_ENTRIES PROVIDED_

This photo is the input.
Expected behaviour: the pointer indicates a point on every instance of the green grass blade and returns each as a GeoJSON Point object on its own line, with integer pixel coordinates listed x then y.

==

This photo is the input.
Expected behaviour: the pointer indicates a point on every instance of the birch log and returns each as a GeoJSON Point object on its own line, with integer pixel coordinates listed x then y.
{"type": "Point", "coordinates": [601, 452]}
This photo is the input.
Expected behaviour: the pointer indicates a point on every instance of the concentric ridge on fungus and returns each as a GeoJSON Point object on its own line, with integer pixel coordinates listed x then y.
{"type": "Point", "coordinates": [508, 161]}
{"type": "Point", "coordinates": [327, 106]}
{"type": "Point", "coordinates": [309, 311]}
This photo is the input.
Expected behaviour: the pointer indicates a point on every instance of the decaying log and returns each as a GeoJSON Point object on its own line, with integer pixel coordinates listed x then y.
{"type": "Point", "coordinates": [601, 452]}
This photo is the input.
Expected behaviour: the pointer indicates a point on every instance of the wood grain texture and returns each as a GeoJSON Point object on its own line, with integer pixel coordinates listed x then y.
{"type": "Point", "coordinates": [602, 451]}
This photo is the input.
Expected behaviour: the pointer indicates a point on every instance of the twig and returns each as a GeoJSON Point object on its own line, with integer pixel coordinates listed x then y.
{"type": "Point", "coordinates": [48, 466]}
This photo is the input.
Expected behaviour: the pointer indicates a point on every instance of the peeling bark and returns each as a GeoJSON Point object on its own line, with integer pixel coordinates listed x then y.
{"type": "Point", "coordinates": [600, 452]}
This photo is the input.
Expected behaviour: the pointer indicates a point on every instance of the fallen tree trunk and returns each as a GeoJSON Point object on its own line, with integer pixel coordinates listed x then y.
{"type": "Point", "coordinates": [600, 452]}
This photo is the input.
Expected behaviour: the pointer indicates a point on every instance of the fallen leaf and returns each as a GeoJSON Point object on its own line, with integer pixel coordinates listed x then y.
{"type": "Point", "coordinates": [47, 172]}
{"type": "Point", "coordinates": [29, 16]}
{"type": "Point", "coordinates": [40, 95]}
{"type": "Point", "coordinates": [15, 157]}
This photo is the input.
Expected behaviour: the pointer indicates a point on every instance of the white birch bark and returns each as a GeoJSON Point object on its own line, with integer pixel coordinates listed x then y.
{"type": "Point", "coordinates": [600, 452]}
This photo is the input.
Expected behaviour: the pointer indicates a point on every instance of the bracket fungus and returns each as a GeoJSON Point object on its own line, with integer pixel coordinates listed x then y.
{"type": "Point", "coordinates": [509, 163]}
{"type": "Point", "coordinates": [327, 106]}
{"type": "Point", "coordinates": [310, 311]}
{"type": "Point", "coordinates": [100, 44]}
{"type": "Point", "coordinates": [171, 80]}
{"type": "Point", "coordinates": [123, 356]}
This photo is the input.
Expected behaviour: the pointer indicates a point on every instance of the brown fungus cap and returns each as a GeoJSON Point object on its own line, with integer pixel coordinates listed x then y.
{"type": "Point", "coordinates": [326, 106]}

* * *

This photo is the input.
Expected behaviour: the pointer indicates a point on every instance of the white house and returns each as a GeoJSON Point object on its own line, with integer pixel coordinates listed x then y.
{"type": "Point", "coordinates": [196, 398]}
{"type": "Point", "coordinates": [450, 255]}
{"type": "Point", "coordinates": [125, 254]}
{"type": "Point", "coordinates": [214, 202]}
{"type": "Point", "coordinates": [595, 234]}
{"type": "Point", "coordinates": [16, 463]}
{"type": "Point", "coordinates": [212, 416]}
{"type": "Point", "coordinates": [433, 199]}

_TASK_
Find every line in the records above that contains the string "concentric" and copy each of those lines. Matching is case-sensitive.

_COMPLETED TASK_
Expected behaviour: the pointer indicates a point on every instance of the concentric ridge on fungus and returns each as a GeoJSON Point object on its own line, with integer pixel coordinates listed x then y.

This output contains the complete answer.